*LIST OF TASKS*:
A: Reproduce the interview text from "In May 1978, Biron" to "active Gay community." without any changes.
B: Name every specific calendar year, excluding decades, that the interview mentions.

*GIVEN PASSAGE*:
Part I: The Invisible Closet: on
Coming Out as a Photographer
Interview by Philip
Vincent
This
interview was briefly quoted in OBLIVION Vol. 2, Issue 2 (San
Francisco, May-June 1996) p. 14.
In May 1978, Biron relocated to San
Francisco from Ann Arbor, Michigan where in the early 1970s he
had Come Out, dropped out of a Ph. D. program at the University
of Michigan while working on dissertation on Tristan Tzara, and
focused his energy on various projects and activities within Ann
Arbor's politically active Gay community.
His interest in Xerox art in the late
1960s, eventually led to his involvement in a series of conceptual
and mail art projects in the 1970s, activities which he continued
in San Francisco, but which he abandoned along with photography
in late 1979 after the murder of Robert Opel, a friend and collaborator.
TELL US ABOUT YOUR NEW
BOOK.
L.B. It's called MIKE - TADZIO
OF THE NINETIES and
was recently published by Janssen Verlag in Berlin as a hard-cover
edition. It features an extraordinarily beautiful young man from
Pacifica in 64 color photographs taken from four rolls of film
I shot last year in my lower Haight studio.
You may recall that Tadzio
is an ethereal god-like presence - a golden boy - in Thomas
Mann's 1911 novella, DEATH IN VENICE. I'm proud to be associated
with such a masterpiece especially in a book published in Germany.

Region annotation entries:
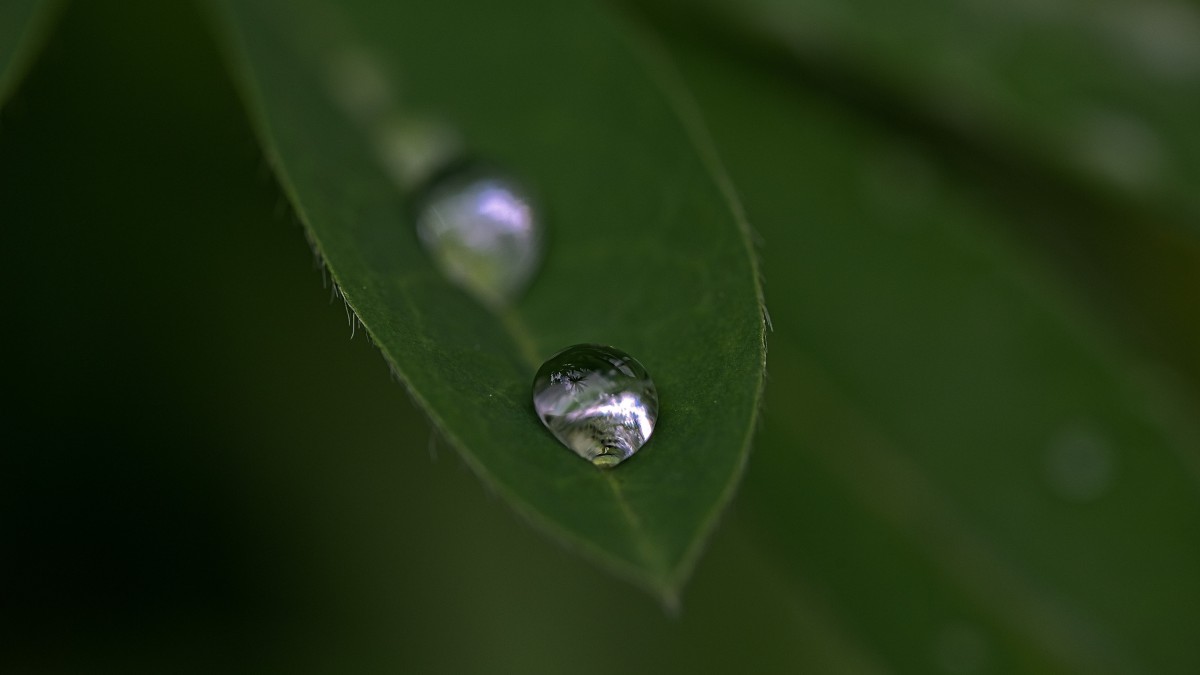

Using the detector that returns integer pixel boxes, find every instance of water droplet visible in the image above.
[416,168,541,306]
[533,345,659,468]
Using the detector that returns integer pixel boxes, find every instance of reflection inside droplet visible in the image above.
[533,345,659,468]
[416,168,541,306]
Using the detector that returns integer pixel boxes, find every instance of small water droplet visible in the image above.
[416,167,542,306]
[533,345,659,468]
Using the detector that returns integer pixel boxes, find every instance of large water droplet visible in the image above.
[533,345,659,468]
[416,168,541,306]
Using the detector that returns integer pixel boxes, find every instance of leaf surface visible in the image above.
[211,0,764,603]
[0,0,59,103]
[674,23,1200,673]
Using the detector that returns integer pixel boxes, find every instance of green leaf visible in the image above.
[0,0,59,103]
[650,0,1200,227]
[210,0,764,604]
[676,22,1200,674]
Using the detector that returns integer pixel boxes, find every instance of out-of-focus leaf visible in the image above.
[662,22,1200,673]
[0,0,59,103]
[211,0,764,602]
[650,0,1200,223]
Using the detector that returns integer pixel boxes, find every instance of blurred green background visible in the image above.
[7,1,1200,674]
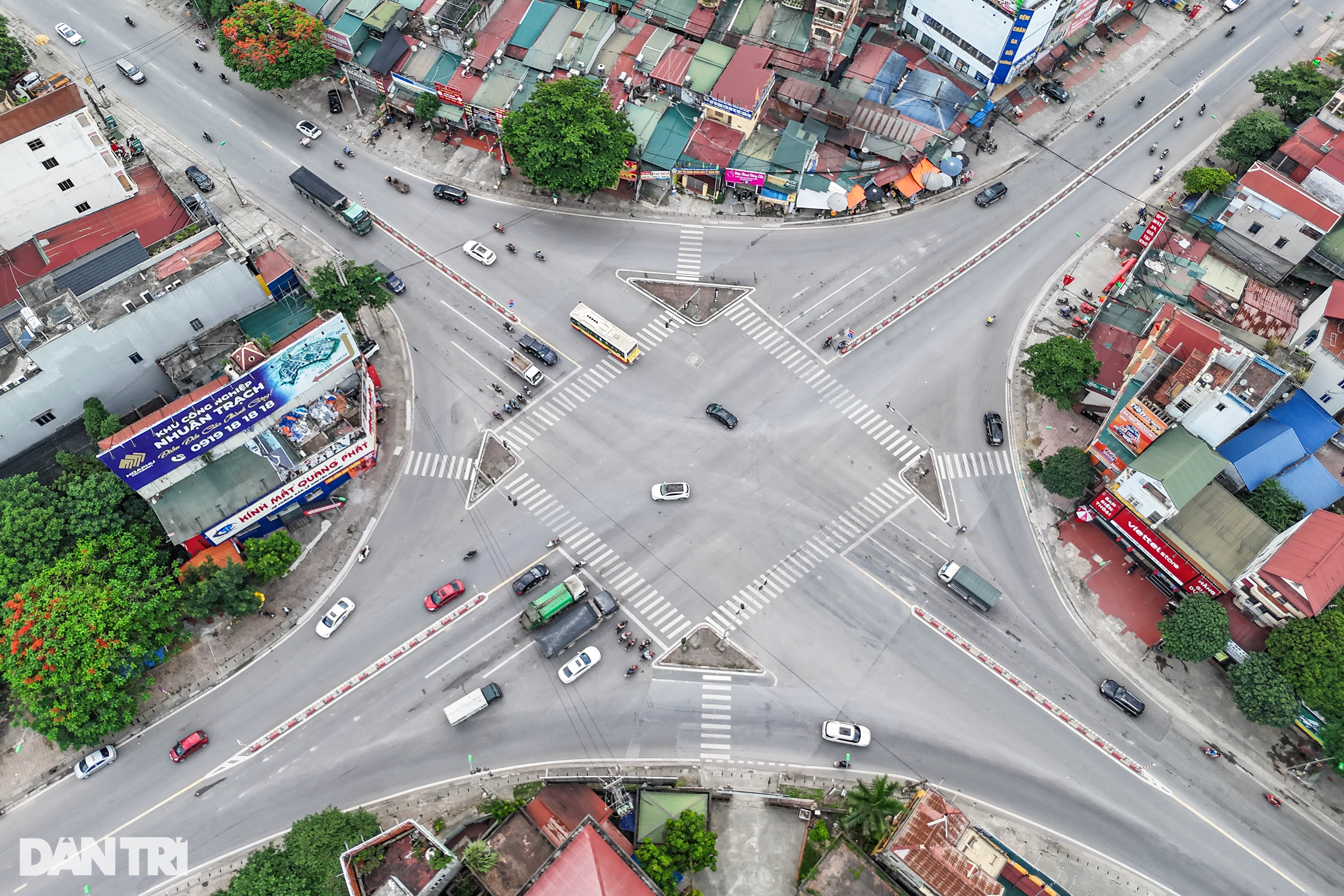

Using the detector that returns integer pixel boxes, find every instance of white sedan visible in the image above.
[560,646,602,684]
[56,22,83,47]
[821,721,872,747]
[317,598,355,638]
[462,239,495,265]
[652,482,691,501]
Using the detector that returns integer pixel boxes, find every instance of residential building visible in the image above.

*RESULTS FOR THE EXERCISE*:
A:
In May 1978, Biron relocated to San
Francisco from Ann Arbor, Michigan where in the early 1970s he
had Come Out, dropped out of a Ph. D. program at the University
of Michigan while working on dissertation on Tristan Tzara, and
focused his energy on various projects and activities within Ann
Arbor's politically active Gay community.

B: 1996, 1978, 1979, 1911